— start of DATA FOR THE TASK —
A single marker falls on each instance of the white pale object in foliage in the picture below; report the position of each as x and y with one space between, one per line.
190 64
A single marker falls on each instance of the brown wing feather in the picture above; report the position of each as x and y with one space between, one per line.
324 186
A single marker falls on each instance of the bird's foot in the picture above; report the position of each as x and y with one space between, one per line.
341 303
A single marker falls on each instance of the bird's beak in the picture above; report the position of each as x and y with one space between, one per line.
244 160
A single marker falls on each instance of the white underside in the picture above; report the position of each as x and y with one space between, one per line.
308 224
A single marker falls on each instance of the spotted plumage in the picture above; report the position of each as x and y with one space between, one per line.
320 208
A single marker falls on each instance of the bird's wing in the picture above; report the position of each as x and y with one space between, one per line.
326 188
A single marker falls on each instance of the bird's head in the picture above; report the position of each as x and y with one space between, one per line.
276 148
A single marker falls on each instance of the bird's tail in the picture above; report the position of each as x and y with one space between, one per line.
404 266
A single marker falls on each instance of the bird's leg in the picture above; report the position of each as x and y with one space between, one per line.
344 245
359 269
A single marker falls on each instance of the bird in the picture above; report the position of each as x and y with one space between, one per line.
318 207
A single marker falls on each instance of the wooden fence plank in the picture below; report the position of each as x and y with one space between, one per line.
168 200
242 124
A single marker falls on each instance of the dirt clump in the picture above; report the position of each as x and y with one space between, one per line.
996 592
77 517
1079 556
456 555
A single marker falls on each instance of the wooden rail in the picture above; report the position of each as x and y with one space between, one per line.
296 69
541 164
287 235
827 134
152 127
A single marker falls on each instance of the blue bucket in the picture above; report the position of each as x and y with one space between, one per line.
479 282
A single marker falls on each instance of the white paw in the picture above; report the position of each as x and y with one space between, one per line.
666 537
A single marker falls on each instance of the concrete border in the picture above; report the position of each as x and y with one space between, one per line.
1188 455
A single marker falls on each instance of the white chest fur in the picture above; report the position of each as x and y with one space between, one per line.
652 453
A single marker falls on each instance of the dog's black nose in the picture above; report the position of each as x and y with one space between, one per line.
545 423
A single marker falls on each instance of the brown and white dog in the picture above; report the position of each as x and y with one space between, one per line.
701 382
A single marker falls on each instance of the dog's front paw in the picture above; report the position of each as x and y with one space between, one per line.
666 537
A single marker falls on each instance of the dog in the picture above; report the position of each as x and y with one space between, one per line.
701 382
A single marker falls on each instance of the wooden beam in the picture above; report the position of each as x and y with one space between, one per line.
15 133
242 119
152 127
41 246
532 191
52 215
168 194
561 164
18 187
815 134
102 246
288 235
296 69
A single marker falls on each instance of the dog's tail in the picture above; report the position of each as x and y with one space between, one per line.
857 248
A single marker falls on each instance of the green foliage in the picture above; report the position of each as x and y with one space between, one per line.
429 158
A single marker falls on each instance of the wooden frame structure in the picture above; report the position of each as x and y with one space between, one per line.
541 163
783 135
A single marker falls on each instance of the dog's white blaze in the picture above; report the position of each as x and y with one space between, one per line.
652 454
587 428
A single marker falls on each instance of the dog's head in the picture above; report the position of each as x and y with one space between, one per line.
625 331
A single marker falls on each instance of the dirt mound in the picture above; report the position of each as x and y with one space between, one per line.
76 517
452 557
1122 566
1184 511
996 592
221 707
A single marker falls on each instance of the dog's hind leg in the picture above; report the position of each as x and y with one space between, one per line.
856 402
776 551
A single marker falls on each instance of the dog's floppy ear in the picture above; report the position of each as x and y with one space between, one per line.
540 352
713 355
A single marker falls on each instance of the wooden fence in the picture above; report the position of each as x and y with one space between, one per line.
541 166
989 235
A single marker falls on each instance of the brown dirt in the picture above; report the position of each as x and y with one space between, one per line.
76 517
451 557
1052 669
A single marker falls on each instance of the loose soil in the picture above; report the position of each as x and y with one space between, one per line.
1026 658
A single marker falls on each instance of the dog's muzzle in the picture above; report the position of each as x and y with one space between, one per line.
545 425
— end of DATA FOR THE TASK —
REQUIREMENTS: Reproduce every line of the material above, from first to last, without changing anything.

RESPONSE:
A single marker falls on each instance of the white pale object in foliage in the picture below; report the position of each as x and y with one space between, one per line.
190 64
A single marker falls on each instance of the brown wing feather in the picture above; report the position of each as x and y with one space between, one per line.
324 186
A single marker falls on each instance of the bird's foot in the picture above; report the position of each as x and y with one space between, one per line.
341 303
A single marker falls on each instance of the bird's beak in the picture above; report the position of each as x and y with one space between, one per line.
244 160
A single marker falls on each instance of the white underside in the picture above; report the position of each as x and y with one space between, one per line.
308 224
A single marker falls on each instance of the spotted plumage in the picture above; report the position of each as x and y with one space between, one per line.
320 208
A single marker falls on each instance of the bird's wing in the picture above; report the position of each as x and y with one space between, one per line.
326 188
A single marker falls on each instance of the bird's head in the picture above; report the position of each as x and y with one space between, one per line.
276 148
A single marker falls on each instance of the bird's tail in the picture above; report the position of each as x and y with one space between, one per line.
404 266
A single marker falls on each instance of the bird's leg in the picture above; report the position of each as x and y with one space between, one per line.
344 245
359 269
A single marker falls on each instance of the bird in the picture above; report the position of each as x and y with one space between, one per line.
318 207
A single marker falls on each instance of the wooden fence plank in the picture below; report the position of each as x and y with one space between, one per line.
168 200
242 124
A single marker falls on each instance of the dirt clump in the picture above; report the position of each as x and y with one space between, one per line.
996 592
77 517
1079 556
456 555
A single marker falls on each instance of the wooden rail in the picture above; report the position of each as x and y with one space between, one per line.
296 69
541 164
287 235
827 134
152 127
A single marker falls on each instance of the blue bucket in the picture above; report the position of each as x and y with one space between, one per line.
479 282
A single marker falls on each instance of the white paw in the picture above; report the position of each as x and y with one space between, one per line.
666 537
A single marker falls on each instance of the concrete border in the picture above; report the position of each as x and y with one space between, one per line.
1188 455
A single marker falls on each instance of the white chest fur in the picture above; report the position of each as x and y with one space between, one per line.
652 453
A single marker falls on each instance of the dog's black nose in the picture above; report the position of each as x and y with one space between, one per line.
545 423
A single marker falls on each instance of the brown and white dog in the picture above; report the position of each as x and y with one space between, one per line.
701 382
A single marker falls on each instance of the dog's front paw in the picture above; report the position of each as x and y with one space between, one per line.
666 537
A single marker falls on each instance of the dog in the picture above; report the position of each as x and y with one space between, one per line.
701 382
A single marker falls on each instance of the wooden beam in the picture above; report the position of each as x and y with one space between, one per line.
15 133
242 119
152 127
41 246
532 191
52 215
168 194
561 164
18 187
815 134
102 246
288 235
296 69
A single marker falls on each instance of the dog's tail in the picture above; report the position of each as x and y with one space between, one per line.
857 248
A single marker falls on each instance of the green foliage in the picture above; report the position of each as x and y with one space between, one per line.
429 158
A single marker falls on each instance of the wooden frame structure in the picture above; report the position of each as x and y with one space between, one per line.
541 163
783 135
A single marker falls on each instance of the dog's white blaze in the picture above; report the position of each as x and y with one space between, one per line.
652 454
587 428
A single marker falls on each instance of the dog's head in the picture above; report the position of each as x and y with one space between, one per line.
625 331
A single marker falls on each instance of the dirt mound in the picture above; report the position of each as x and y with one space between, one per line.
76 517
452 557
1122 566
1184 511
996 592
221 707
A single marker falls on each instance of the dog's hind leg in the picture above; report the position of each as x and y with one space between, one per line.
856 402
776 551
A single marker falls on each instance of the dog's floppy ear in the picture above; report the position of each as x and y with one space between, one per line.
540 352
713 355
A single marker falls on each instance of the wooden fence in the picture above; report the position of each as x and y with one space between, one per line.
541 166
989 235
A single marker falls on each instance of the brown dirt in the picture above; report the position of each as x and y with one space between, one per line.
76 517
451 557
1052 669
A single marker falls on each instance of the loose soil in the picture above; report the position of each as x and y with one space between, one per line.
1026 658
A single marker falls on each instance of the dog's muzzle in the picture above; report the position of each as x and y with one space between, one per line.
545 425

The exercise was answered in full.